= DIRECTIVE =
Give the lines below as a Markdown table with the columns Row and Text, numbering each row and leaving out any blank lines.

= SOURCE MATERIAL =
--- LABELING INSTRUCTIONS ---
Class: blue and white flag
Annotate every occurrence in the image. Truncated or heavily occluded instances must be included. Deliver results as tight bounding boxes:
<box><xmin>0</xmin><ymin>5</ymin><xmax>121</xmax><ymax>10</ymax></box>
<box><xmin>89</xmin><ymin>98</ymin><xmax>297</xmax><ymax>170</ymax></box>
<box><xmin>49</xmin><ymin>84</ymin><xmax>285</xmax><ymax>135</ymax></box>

= OUTPUT OF THE EXERCISE =
| Row | Text |
|---|---|
| 1 | --- LABELING INSTRUCTIONS --- |
| 2 | Class: blue and white flag |
| 3 | Annotate every occurrence in the image. Truncated or heavily occluded instances must be included. Deliver results as tight bounding boxes: |
| 4 | <box><xmin>0</xmin><ymin>5</ymin><xmax>121</xmax><ymax>10</ymax></box> |
| 5 | <box><xmin>89</xmin><ymin>98</ymin><xmax>297</xmax><ymax>170</ymax></box> |
| 6 | <box><xmin>49</xmin><ymin>84</ymin><xmax>285</xmax><ymax>135</ymax></box> |